▸ Objective
Count the lines in the material below that contain the string "school". Give only the number.
======== Records to process ========
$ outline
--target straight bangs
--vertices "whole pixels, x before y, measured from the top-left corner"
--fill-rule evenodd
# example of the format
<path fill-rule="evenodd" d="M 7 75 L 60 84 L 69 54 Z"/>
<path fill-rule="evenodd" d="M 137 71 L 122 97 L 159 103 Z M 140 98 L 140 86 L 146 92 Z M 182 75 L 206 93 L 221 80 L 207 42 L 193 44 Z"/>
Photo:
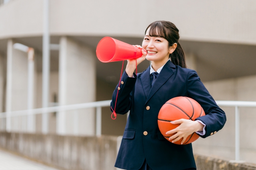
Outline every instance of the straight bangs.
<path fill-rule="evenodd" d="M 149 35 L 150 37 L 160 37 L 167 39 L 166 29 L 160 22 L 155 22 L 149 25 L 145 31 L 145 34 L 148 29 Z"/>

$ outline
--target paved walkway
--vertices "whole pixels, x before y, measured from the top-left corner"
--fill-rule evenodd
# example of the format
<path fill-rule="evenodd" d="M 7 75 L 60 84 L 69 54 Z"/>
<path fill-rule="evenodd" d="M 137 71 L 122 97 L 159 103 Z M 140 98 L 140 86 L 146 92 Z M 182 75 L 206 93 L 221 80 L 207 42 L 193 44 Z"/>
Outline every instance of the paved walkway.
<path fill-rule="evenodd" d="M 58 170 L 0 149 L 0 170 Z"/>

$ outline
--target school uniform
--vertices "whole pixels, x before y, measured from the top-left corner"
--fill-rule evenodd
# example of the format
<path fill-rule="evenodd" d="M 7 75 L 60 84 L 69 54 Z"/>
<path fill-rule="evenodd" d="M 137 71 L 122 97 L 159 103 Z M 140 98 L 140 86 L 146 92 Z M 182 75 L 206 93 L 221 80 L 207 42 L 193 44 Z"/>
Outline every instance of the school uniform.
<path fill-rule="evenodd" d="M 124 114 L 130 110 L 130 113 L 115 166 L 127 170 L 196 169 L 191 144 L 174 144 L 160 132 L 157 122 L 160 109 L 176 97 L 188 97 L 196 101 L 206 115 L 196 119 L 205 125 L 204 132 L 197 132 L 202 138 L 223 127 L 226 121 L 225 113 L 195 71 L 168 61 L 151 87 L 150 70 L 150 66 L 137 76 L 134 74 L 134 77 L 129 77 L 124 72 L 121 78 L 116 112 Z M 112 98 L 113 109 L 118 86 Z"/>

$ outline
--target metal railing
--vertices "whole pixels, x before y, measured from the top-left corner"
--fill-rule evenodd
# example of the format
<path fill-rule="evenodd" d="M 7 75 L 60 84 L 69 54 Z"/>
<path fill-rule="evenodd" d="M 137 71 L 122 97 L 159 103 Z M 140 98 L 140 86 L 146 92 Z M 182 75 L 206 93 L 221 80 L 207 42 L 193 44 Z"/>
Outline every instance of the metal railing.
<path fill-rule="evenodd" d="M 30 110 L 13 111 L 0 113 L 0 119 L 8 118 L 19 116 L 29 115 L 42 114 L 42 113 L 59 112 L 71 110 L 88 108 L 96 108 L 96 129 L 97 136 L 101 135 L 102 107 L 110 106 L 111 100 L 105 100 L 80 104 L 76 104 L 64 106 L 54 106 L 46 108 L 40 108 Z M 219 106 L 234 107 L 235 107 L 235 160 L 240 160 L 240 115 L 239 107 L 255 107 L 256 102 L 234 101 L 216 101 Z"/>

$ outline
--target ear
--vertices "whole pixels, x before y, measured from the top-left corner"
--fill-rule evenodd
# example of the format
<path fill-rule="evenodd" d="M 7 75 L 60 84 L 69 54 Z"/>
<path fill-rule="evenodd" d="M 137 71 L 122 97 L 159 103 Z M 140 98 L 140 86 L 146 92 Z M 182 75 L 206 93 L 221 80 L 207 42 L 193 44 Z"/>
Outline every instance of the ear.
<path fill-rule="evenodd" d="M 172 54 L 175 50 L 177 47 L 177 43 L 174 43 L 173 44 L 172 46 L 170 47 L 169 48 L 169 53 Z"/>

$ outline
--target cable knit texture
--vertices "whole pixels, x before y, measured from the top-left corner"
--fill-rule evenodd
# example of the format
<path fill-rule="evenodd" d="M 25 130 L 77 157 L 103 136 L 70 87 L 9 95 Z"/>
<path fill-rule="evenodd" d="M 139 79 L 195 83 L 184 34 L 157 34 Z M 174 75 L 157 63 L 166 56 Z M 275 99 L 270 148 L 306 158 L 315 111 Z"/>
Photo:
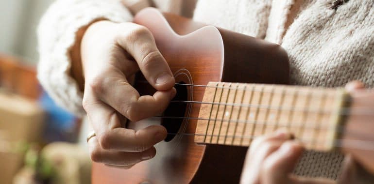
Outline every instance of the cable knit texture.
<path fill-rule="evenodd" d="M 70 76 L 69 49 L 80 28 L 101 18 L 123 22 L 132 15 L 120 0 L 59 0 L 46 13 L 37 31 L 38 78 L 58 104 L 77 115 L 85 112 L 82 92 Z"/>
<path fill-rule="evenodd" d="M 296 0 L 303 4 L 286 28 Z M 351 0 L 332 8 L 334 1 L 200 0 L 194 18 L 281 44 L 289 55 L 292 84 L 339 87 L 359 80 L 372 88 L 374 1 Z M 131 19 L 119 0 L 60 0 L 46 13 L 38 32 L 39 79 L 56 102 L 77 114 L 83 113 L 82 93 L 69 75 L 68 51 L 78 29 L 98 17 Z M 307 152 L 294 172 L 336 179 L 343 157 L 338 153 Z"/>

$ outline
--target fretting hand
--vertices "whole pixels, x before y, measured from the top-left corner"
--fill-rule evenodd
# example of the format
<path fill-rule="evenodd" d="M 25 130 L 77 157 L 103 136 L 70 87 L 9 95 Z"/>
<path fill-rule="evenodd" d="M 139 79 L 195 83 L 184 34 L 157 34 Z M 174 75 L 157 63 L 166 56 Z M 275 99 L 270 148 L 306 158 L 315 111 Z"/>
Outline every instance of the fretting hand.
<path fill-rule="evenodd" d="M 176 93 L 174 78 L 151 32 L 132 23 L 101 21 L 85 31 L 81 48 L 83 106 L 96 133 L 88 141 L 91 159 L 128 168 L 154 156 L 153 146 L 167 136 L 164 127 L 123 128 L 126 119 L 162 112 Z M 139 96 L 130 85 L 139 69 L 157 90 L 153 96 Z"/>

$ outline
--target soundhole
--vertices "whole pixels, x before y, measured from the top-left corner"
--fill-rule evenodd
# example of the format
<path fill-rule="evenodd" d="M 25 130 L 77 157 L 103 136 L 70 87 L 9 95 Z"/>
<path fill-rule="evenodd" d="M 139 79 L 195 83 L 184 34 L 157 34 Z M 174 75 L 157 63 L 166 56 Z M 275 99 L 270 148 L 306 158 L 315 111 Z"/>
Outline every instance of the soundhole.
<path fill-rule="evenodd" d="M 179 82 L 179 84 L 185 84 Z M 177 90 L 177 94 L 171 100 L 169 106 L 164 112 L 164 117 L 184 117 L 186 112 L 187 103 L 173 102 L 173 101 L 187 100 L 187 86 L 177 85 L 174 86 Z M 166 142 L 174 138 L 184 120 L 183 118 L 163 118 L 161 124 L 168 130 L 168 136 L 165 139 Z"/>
========
======== Records to process ========
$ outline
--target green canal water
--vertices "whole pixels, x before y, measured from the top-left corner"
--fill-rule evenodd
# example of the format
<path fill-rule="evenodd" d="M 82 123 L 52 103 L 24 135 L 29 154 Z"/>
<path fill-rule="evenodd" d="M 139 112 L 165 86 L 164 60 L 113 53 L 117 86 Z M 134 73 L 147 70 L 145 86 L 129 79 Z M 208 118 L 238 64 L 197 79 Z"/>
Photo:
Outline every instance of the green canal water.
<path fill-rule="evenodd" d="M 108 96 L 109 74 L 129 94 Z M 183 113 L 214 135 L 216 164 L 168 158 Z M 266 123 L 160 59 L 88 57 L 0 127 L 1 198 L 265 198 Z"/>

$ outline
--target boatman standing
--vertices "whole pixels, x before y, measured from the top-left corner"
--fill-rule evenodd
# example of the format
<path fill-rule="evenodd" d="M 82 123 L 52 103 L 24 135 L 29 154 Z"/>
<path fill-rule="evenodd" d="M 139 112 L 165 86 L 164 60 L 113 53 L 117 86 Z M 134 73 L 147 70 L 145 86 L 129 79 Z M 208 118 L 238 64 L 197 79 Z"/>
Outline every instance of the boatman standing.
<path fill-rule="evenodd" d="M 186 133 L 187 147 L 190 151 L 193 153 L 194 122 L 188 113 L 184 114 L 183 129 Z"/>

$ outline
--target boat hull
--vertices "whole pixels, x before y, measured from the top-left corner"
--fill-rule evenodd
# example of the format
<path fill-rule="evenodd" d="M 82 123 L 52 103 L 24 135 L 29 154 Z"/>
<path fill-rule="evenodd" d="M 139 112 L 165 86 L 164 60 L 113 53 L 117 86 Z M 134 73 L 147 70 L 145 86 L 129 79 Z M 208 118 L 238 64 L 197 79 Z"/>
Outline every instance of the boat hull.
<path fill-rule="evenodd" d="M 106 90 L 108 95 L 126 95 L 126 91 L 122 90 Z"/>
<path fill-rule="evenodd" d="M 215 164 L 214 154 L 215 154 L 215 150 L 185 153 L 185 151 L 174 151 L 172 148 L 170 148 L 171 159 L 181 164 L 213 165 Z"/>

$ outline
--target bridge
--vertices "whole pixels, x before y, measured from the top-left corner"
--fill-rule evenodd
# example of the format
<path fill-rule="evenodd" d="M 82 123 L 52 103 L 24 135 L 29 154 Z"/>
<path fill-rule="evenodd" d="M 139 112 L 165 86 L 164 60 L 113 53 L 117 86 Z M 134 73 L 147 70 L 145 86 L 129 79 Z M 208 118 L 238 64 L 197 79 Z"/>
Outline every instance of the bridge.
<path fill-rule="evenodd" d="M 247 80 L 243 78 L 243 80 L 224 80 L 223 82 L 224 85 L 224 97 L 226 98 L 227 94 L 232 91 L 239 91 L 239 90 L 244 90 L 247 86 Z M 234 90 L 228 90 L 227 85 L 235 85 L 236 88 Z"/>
========
======== Records to process ========
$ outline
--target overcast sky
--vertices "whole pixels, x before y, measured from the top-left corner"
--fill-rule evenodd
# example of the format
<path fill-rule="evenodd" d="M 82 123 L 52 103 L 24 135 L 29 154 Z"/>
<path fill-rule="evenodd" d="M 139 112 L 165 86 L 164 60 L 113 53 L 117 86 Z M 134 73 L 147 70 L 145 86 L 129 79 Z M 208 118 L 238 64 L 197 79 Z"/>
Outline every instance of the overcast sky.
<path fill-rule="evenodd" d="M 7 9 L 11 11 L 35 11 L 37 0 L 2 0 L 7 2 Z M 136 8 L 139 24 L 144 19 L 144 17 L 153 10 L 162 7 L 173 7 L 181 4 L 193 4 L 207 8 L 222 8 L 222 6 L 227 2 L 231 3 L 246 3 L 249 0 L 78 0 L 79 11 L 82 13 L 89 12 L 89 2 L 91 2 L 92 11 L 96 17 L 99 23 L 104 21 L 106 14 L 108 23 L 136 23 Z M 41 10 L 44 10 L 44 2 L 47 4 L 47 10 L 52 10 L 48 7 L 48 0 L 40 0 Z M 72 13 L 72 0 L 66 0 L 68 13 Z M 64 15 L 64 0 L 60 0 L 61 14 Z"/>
========
▸ Solution for this exercise
2